___ EXTRACT

On January 19, 2017, the Supreme Court granted a writ of certiorari in Bristol-Myers Squibb Co. v. Superior Court of California, San Francisco County, No. 16-466, 2017 U.S. LEXIS 787 (Jan. 19, 2017), a case that could have significant implications in mass tort actions against nationwide companies. The Court’s decision may either formally restrict or broaden the constitutionally defined limits for where a company may be sued. Although the court will hear arguments in April, several advocates for limited corporate jurisdiction have already filed amicus briefs.
The case comes from California, where Bristol-Myers faced hundreds of product liability claims alleging that its drug Plavix caused negative side effects. Although some plaintiffs’ claims arose out of events that occurred in California, the vast majority had no connection with the state. Bristol-Myers Squibb moved to dismiss the out-of-state claims for lack of personal jurisdiction because the claims had no connection to the forum of California: Although Bristol-Myers had marketed the drug in California, it had not manufactured or designed Plavix in California, and the out-of-state plaintiffs had not ingested the drug in California nor had they even been exposed to Plavix marketing efforts in California.
The California courts, however, determined that Bristol-Myers was subject to California jurisdiction. Specifically, the California Supreme Court applied a sliding-scale test that evaluated “the nature of the defendant’s activities in the forum and the relationship of the claim to those activities.” Bristol-Myers Squibb Co. v. S.C., 377 P.3d 874, 885 (Cal. 2016). The court determined that because the out-of-state claims were based on the same product and marketing campaign as those raised by the California plaintiffs, the out-of-state claims bore a substantial connection to Bristol-Myers’s California contacts.
Bristol-Myers’s successful petition for certiorari argued that the court’s approach exceeds the limits of personal jurisdiction set by the Constitution’s Due Process Clause. Specifically, Bristol-Myers argues that such an approach is contrary to principles announced in the recent Supreme Court case Daimler AG v. Bauman, 134 S. Ct. 746 (2014). The Daimler opinion rejected the idea that doing substantial business in a state was sufficient to subject a corporation to general personal jurisdiction in the state. The Court made clear that such a rule was important to ensure that national corporations would not face the uncertainty of knowing what contacts with a state would subject them to that state’s jurisdiction, a proposition at least partially contradicted by California’s Bristol-Myers decision.

______

* SET OF TASKS:
1. From the article on the Bristol-Myers Squibb case above, list each ground Bristol-Myers gave for saying the out-of-state claims had no connection to California.
2. In the article on the Bristol-Myers Squibb case, what kind of test did the California Supreme Court apply to decide jurisdiction?
3. Please carry the article on the Bristol-Myers Squibb case forward with new writing that picks up after its final paragraph.

___ SOURCE MATERIAL

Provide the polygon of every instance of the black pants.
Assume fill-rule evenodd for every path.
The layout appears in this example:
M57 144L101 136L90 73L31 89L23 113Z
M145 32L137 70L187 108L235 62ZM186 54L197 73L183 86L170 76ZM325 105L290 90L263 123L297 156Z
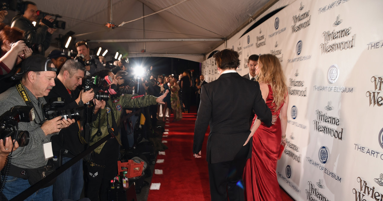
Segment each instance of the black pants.
M196 94L195 104L197 105L197 113L198 113L198 108L200 108L200 102L201 102L201 95L197 92Z
M251 144L242 146L232 161L208 163L211 200L227 201L228 195L230 201L245 200L242 175Z
M117 175L119 146L115 138L106 141L100 154L93 153L94 164L86 162L84 176L85 196L92 201L108 200L108 188L110 180ZM102 167L100 167L100 166Z

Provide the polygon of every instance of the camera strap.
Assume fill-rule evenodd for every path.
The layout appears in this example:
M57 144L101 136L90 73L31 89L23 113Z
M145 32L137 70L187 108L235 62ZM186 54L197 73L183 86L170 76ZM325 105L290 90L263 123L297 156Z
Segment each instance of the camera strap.
M36 119L35 118L34 120L33 120L34 122L36 124L41 125L43 124L43 121L41 120L41 119L40 117L40 115L39 115L39 113L37 112L37 110L36 108L35 108L34 106L31 102L31 100L29 98L29 96L28 95L28 93L26 93L26 91L25 90L25 88L24 87L24 85L23 85L23 83L21 83L21 80L19 82L19 83L16 84L15 86L16 88L17 89L17 90L19 92L19 93L20 94L20 95L21 96L21 98L23 98L23 100L24 100L25 102L25 104L26 104L27 106L29 106L31 107L33 107L33 109L36 112L35 114L37 115L37 117L39 118L39 120L40 121L40 123L38 123L36 122Z

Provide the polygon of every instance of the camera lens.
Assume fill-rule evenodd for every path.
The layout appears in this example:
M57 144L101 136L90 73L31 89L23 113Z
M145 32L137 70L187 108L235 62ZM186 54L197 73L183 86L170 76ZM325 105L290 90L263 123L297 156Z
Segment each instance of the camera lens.
M12 135L13 134L13 135ZM1 135L1 138L5 145L5 138L11 136L12 140L16 140L19 146L25 146L29 143L29 132L26 130L18 130L15 132L14 130L7 130L3 131Z
M73 109L67 109L63 110L60 113L57 112L57 114L61 116L64 119L74 119L78 120L81 118L81 116L79 113L79 111L76 108Z
M25 146L29 143L29 132L26 130L19 130L13 137L19 143L19 146Z
M104 92L98 92L95 95L95 98L99 101L104 100L107 101L109 100L109 95L107 93Z

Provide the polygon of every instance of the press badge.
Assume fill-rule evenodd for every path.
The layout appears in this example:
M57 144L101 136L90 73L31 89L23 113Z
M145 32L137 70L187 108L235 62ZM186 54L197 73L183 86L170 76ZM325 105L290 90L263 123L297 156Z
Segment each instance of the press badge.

______

* ANSWERS PROVIDED:
1.
- It had not manufactured Plavix in California.
- It had not designed Plavix in California.
- The out-of-state plaintiffs had not ingested the drug in California.
- The out-of-state plaintiffs had not been exposed to Plavix marketing efforts in California.

2. A sliding-scale test.

3.
The case is notable because it may resolve a split in how U.S. courts apply the personal jurisdiction standard. Certain courts, like California and Missouri, have become known for applying a more lenient personal jurisdiction standard. For example, Johnson & Johnson is defending numerous state-court Missouri lawsuits by non-Missouri residents, claiming that its talcum powder products cause ovarian cancer. Despite the fact that Johnson & Johnson is incorporated and headquartered in New Jersey, a Missouri state judge denied Johnson & Johnson’s motion to dismiss the out-of-state plaintiffs’ claims for lack of personal jurisdiction. Hogans, et al. v. Johnson & Johnson, et al., No. 1422-CC09012 (Mo. 22nd Cir. Ct., Mar. 17, 2015). Subsequently, two plaintiffs (who were exposed to the talc in Alabama and South Dakota) have won a combined $127 million in verdicts before St. Louis juries.
Product liability defendants are perhaps the most susceptible to the broader personal jurisdiction approach because their products are sold across the country and are not amenable to class action treatment, yet plaintiffs’ attorneys seem eager to attempt mass filings in favorable state-court jurisdictions. Presumably, by deciding the Bristol-Myers case, the Supreme Court will provide clarity for litigants on both sides with respect to the propriety of this strategy.